12.18.2009

faith

As we round up our 11th week of pregnancy, I am pondering the fact that this is the first week since we've had the pregnancy confirmed medically that we haven't been in to a doctor to see Little G's heartbeat, or hear them tell us that everything is "just fine."

And given our history, I miss that reassurance this week.

But I think back to when we saw the heart last week, and how I had this overwhelming sense of the baby saying to me, "See Mom? I'm here. I'm staying. Have faith in me."

So I will.

(And also, as I continue to feel more and more like my a** is being kicked every day, I can't help but draw any other conclusion than Little G is in there, taking all he or she needs, and growing each day!)

So bring on the 12th week! And Scott's birthday! And Christmas!

And this year, there will be four of us celebrating!

12.08.2009

and then there were four

What a blessed year we have had! We have a beautiful daughter, and now, she's going to be a beautiful big sister!

11.25.2009

thankful

From our family to yours...Happy Happy Thanksgiving.

11.18.2009

our countdown chain

11.11.2009

11.11

Husband, father. Uncles, aunt. Grandfathers. Brother, sister. Cousins, friends. Thank you for your service.

And to their loved ones, keeping it all together on the home front, yesterday, today and tomorrow...thank you for your service.

Happy Veteran's Day.

11.07.2009

sting

This is going to sound quite childish, but today I had my feelings hurt.

Twice.

And with each time, neither person realized what they had so inadvertently accomplished.

It reminds me to be careful, and watch for those thoughtless words/actions that can so easily be set free.

11.01.2009

today I am here.


Today, I reflected on old blog posts. I let Gracie's sweet voice sweep bittersweet tears from my eyes. I thanked God for what is, and for the path I've walked, danced, stumbled down, believed in to get to what is.

I remembered lonely me from before. Lonliness that came long before being the wife of a deployed sailor. Lonliness that could find me so easily, even as I stood surrounded by others.

I don't know how I maneuvered out of it, but I am so grateful that I did.

I love being more secure in who I am as a person. I love being a wife, a mother.

A wife.
A mother.
(It just bears repeating, doesn't it??)

Last night, I took my child trick-or-treating. It was wonderful. She was wonderful! And when we were done, we tucked up inside and went through the goodies. I sorted out the things she couldn't quite yet partake in (gum, treats with nuts) and she enjoyed her spoils. And it was perfect.

Today, I am here. And it is perfect.

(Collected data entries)
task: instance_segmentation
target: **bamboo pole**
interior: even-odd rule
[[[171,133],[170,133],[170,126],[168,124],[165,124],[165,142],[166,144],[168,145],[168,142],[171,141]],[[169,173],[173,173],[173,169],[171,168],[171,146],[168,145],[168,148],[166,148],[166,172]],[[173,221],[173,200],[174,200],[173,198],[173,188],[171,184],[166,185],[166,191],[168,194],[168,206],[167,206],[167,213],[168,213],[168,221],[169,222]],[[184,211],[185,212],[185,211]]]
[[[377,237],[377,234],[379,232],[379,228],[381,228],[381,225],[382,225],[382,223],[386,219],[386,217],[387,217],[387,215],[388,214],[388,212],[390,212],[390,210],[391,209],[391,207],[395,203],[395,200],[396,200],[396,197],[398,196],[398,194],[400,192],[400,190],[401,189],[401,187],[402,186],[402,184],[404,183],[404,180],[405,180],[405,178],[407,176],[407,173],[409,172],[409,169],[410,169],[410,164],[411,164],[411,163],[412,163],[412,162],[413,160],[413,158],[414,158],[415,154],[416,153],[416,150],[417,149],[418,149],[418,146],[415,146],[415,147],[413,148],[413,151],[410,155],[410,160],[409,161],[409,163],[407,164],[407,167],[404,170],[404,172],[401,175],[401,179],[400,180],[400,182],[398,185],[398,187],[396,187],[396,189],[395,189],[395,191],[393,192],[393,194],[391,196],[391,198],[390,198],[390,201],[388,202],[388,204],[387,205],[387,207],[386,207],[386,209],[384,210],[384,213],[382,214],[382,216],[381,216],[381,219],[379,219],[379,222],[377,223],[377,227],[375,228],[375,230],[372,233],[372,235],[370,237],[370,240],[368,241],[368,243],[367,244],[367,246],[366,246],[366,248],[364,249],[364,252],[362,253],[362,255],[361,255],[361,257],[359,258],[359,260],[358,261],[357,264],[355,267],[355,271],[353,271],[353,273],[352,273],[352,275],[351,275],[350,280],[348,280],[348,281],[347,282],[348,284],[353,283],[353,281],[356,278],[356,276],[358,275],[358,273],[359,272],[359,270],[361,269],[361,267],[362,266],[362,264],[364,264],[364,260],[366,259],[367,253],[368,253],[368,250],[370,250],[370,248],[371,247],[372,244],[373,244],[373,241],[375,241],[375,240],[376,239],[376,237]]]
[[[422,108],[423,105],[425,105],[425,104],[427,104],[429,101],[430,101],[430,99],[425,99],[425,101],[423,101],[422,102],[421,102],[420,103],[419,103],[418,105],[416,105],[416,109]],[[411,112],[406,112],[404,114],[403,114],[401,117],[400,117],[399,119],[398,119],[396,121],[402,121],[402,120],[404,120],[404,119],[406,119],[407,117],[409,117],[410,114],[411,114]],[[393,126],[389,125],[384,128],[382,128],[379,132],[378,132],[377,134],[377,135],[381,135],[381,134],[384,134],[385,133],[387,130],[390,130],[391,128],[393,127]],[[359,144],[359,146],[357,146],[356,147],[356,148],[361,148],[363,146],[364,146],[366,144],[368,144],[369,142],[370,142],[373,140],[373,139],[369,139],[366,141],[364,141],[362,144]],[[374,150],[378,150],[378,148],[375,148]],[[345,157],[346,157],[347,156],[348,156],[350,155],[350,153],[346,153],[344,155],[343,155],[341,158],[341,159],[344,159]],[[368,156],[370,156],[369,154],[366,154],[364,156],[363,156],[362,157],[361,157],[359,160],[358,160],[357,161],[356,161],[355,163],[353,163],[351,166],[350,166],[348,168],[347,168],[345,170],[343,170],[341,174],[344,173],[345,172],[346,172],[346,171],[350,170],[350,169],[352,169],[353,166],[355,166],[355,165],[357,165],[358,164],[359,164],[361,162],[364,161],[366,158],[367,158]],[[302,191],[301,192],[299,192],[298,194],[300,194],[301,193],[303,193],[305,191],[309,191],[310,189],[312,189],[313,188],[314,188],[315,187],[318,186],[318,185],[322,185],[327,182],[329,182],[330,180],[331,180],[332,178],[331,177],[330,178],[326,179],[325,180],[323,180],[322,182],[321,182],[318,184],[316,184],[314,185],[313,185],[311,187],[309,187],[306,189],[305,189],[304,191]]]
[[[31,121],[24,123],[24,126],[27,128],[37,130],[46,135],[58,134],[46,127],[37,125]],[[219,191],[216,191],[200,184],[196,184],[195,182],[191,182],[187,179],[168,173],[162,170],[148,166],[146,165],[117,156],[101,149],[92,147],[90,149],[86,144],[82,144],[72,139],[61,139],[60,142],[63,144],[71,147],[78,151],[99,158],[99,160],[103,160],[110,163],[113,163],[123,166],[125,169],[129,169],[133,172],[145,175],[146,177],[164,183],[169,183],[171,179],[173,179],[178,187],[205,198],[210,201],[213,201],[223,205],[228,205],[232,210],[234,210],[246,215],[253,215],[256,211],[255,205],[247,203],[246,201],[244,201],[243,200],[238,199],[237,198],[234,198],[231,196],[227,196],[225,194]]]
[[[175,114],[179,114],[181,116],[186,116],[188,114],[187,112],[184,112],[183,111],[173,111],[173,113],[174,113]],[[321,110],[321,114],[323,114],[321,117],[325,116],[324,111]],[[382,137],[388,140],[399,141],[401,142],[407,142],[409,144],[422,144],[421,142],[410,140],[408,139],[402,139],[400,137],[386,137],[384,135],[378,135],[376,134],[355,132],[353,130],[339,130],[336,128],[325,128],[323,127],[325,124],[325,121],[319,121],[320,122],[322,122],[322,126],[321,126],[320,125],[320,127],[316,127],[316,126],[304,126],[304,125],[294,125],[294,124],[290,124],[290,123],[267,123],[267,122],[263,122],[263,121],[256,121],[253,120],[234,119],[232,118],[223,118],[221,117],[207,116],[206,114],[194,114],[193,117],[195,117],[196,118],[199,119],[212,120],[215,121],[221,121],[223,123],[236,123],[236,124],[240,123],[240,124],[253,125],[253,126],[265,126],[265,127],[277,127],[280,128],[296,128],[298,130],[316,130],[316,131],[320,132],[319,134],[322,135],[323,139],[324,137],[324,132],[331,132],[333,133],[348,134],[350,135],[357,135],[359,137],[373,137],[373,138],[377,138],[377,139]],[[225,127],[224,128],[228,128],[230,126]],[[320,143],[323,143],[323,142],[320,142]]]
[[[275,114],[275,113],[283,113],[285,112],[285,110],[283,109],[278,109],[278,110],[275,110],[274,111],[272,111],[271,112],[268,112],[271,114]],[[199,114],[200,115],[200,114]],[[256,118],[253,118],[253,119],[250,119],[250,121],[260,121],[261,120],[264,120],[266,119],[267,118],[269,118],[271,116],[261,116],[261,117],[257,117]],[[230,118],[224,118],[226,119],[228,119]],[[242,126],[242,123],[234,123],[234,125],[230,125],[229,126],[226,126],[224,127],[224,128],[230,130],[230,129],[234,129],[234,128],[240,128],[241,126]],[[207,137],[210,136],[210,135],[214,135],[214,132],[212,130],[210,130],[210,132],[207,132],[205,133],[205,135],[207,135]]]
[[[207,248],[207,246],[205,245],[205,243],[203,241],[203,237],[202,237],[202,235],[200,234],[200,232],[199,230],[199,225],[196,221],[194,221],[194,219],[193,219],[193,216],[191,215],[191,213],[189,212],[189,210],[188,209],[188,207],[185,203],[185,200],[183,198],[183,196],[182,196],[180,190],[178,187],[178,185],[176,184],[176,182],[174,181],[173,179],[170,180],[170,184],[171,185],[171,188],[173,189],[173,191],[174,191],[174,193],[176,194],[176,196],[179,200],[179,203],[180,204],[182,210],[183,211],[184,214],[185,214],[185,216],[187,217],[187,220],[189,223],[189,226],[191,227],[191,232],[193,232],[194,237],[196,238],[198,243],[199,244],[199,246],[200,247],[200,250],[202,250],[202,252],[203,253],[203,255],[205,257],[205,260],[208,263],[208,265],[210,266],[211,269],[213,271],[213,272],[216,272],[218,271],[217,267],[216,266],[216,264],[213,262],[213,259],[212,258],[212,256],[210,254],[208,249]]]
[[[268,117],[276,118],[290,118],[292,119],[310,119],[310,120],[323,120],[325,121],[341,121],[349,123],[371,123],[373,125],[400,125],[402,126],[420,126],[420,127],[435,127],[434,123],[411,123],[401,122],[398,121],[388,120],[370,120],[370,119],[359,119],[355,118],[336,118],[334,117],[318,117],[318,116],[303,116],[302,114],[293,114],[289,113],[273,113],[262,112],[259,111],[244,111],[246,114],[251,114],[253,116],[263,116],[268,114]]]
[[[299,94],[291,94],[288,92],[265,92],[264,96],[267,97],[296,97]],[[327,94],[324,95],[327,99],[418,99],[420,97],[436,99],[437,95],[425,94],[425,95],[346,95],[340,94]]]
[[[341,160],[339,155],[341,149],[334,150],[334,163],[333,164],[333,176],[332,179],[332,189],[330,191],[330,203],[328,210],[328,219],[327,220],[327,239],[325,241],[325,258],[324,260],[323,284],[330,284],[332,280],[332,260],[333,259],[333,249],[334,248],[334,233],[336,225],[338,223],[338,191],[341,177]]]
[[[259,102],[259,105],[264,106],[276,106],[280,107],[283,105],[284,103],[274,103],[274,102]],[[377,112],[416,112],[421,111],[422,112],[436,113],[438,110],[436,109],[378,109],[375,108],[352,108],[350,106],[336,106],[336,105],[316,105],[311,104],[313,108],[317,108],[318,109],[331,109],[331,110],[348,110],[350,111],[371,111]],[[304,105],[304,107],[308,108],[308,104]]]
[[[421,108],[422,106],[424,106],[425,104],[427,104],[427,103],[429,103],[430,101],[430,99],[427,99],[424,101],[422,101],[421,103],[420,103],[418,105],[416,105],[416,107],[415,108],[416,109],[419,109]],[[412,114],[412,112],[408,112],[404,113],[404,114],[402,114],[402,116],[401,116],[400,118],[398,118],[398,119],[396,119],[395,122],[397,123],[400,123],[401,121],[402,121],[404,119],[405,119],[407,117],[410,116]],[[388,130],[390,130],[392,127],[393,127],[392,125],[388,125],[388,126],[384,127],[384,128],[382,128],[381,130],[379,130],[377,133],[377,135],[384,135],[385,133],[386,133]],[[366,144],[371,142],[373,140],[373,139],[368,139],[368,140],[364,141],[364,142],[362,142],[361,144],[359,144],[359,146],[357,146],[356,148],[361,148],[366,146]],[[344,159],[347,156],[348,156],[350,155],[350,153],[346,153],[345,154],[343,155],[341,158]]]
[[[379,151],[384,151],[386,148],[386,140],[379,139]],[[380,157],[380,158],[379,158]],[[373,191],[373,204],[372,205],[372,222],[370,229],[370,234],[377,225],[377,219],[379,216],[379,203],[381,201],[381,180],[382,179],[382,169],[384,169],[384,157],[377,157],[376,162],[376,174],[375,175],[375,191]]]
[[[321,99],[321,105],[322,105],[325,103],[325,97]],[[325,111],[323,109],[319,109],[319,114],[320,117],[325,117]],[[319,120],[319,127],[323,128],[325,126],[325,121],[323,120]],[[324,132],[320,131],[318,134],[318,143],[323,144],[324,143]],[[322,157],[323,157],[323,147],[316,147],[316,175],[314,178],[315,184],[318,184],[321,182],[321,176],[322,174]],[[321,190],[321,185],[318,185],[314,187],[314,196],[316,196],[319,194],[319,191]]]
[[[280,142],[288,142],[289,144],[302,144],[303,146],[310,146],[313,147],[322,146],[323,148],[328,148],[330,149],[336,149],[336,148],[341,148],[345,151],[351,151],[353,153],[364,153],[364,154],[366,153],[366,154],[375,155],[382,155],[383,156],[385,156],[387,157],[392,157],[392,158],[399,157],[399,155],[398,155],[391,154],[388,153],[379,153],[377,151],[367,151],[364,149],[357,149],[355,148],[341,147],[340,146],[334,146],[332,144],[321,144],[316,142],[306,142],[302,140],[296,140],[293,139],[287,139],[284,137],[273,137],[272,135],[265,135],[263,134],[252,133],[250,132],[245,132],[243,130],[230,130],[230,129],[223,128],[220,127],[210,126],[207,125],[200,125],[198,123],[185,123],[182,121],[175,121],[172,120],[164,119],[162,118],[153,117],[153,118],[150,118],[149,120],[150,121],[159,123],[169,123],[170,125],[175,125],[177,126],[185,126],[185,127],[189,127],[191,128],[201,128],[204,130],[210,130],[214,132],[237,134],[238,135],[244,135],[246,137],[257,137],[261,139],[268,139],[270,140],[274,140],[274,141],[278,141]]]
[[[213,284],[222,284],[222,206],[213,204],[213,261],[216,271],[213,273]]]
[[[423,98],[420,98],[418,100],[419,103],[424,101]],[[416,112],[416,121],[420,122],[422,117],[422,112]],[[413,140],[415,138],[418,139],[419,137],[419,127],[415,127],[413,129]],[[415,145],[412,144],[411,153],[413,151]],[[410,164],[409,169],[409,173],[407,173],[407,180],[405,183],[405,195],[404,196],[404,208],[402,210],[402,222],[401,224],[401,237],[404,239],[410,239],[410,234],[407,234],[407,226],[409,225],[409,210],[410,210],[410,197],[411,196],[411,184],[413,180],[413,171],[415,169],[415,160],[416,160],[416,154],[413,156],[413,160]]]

> **REQUIREMENT A**: In the blog posts, what week of pregnancy is being rounded up in the post titled "faith"?
> **REQUIREMENT B**: Print the portion of the blog posts from "So bring on" to "beautiful big sister!".

> **ANSWER A**: The 11th week of pregnancy.

> **ANSWER B**:
So bring on the 12th week! And Scott's birthday! And Christmas!

And this year, there will be four of us celebrating!

12.08.2009

and then there were four

What a blessed year we have had! We have a beautiful daughter, and now, she's going to be a beautiful big sister!